*Trecho para leitura*:
O “Jornal do Brasil” e o periódico “O Jornal” vão noticiar e cobrir, de forma até entusiasmada, a missão que D. João fará aos Estados Unidos da América. Contudo, foi o “Diário Carioca” que informou, em primeira mão, que o Ministério da Aeronáutica concedeu autorização para a viagem. Segundo o matutino, o objetivo era o aperfeiçoamento em aviação sanitária. **

Segundo o JB de 25 de novembro de 1941 ele havia chegado em Miami e suas principais visitas aconteceriam em Annapolis, Pensacola e em West Point. Além disso, a publicação acentua a origem nobre do militar e narra a entrega de flâmulas em nome da Escola de Aeronáutica, nos dia 20 de janeiro e 03 de março de 1942.


Já as publicações de “O Jornal” de 04 de dezembro de 1941, 20 de janeiro e 14 de março de 1942 afirmavam que ele visitaria o Departamento de Marinha americano, estava em missão especial e que inspecionaria os centros de treinamento do Exército e da Marinha do país citado.

O próprio aviador narra sua viagem na “Revista Esquadrilha”.*** Ele escreve um texto relatando a entrega das flâmulas que os cadetes brasileiros enviaram aos companheiros das instituições que seriam visitadas.

Causaria estranheza a grande repercussão da missão na mídia da época e a ida de um militar que não fosse pelo menos um oficial intermediário, para uma missão de tal responsabilidade, se o envolvido não fosse um dos representantes da Casa Imperial brasileira. Nas fotos da Revista, podemos constatar que foi, inclusive, recebido pelo General diretor de uma das instituições.

*Dados coletados*:
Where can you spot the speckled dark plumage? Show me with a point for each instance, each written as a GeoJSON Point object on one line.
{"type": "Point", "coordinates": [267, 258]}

*Tarefas do exercício*:
1. Reescreva, no trecho sobre a missão de D. João, tudo o que vai de "Já as publicações" até "do país citado.".
2. De acordo com o trecho sobre a missão de D. João, por que a grande repercussão da viagem na imprensa e a escolha de um militar sem patente de oficial intermediário não causaram estranheza?

*Respostas por tarefa*:
1.
Já as publicações de “O Jornal” de 04 de dezembro de 1941, 20 de janeiro e 14 de março de 1942 afirmavam que ele visitaria o Departamento de Marinha americano, estava em missão especial e que inspecionaria os centros de treinamento do Exército e da Marinha do país citado.

2. Porque o militar era um dos representantes da Casa Imperial brasileira. Se não fosse, causariam estranheza tanto a grande repercussão da missão na mídia da época quanto o envio, para uma missão de tal responsabilidade, de alguém que não fosse pelo menos um oficial intermediário.